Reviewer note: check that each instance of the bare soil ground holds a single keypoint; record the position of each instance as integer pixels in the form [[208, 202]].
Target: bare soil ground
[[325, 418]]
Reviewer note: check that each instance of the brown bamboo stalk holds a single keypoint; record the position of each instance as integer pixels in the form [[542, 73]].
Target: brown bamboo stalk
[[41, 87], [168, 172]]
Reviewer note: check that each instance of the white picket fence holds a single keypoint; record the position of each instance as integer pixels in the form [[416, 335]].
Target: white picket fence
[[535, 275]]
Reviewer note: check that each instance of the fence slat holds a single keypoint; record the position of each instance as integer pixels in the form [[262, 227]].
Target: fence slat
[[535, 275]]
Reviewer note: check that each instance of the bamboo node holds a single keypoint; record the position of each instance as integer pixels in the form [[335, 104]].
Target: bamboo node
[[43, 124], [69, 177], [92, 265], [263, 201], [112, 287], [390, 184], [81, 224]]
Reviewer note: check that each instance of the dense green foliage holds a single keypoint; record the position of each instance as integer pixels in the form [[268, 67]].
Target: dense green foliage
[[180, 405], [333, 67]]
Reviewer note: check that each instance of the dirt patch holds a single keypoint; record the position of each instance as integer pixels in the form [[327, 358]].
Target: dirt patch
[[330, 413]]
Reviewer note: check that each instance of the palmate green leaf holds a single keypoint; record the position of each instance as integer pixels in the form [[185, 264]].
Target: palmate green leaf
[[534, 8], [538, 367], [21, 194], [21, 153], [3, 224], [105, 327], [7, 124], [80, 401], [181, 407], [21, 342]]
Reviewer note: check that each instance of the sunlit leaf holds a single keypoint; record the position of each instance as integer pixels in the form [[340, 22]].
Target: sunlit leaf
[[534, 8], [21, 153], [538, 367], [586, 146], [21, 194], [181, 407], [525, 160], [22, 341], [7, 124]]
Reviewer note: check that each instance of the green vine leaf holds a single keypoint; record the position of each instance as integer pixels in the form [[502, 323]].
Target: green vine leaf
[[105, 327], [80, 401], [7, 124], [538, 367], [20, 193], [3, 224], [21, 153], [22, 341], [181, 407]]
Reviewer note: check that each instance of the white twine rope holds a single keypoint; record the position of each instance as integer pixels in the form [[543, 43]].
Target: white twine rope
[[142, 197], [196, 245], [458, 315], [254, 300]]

**Task instructions**
Turn all the entries above into a single numbered list, one line per item, with no blank lines.

**Task answer**
1. Reviewer note: check that each instance of the bare soil ground holds a single keypoint; record the position of each instance as integer pixels in the form [[208, 202]].
2. Target: bare soil ground
3. [[325, 418]]
4. Reviewer note: check that each instance of the brown bamboo stalk holds a single keypoint; record the position of each instance as integer pixels in the form [[542, 73]].
5. Target: brown bamboo stalk
6. [[41, 87], [168, 172]]
7. Reviewer note: check that each instance of the white picket fence holds a single keypoint; record the position of each instance as integer pixels in the form [[416, 335]].
8. Target: white picket fence
9. [[535, 275]]
10. Reviewer note: check that each instance of the fence slat holds a single keypoint; record the position of each instance as integer pixels in the form [[262, 227]].
11. Target: fence slat
12. [[535, 275]]
13. Reviewer note: check that each instance of the bamboo node holds a single keypoint; record the position of each instance as integer pixels in the form [[335, 104]].
14. Target: bamboo node
15. [[43, 124], [69, 177], [92, 265], [263, 201], [112, 287], [390, 184], [81, 224]]
16. Reviewer note: check that each instance of the dense green foliage holds a single keypoint; record the position of each instance as integer pixels in the form [[268, 67]].
17. Target: dense green foliage
18. [[180, 405], [333, 67]]
19. Reviewer note: check that each instance of the dirt patch holds a single keypoint; record the position of each instance as integer pixels in the form [[327, 358]].
20. Target: dirt patch
21. [[330, 413]]
22. Reviewer note: check that each instance of the palmate green leaf holds a single keypoint; record the position of each instance as integer pixels in the form [[185, 264]].
23. Target: palmate green leaf
24. [[534, 8], [538, 367], [21, 194], [21, 153], [3, 224], [105, 327], [7, 124], [80, 401], [181, 407], [21, 342]]
25. Reviewer note: check that each instance of the sunlit leaf holds a single keypoint; record the position of each instance as integer pixels in the form [[340, 22]].
26. Target: sunlit leaf
27. [[534, 8], [21, 153], [538, 367], [586, 146], [21, 194], [181, 407], [525, 160], [22, 341], [7, 124]]
28. Reviewer note: check that each instance of the green vine leaf holds a single keypoint; record the position of each instance as integer pixels in the form [[502, 323]].
29. Target: green vine leaf
30. [[105, 327], [80, 401], [7, 124], [538, 367], [20, 193], [3, 224], [21, 153], [22, 341], [181, 407]]
31. Reviewer note: check that each instance of the white twine rope holds a single keypoint; record the position of each instance as integer pixels in the form [[543, 43]].
32. Target: white twine rope
33. [[142, 197], [196, 245], [458, 315], [254, 300]]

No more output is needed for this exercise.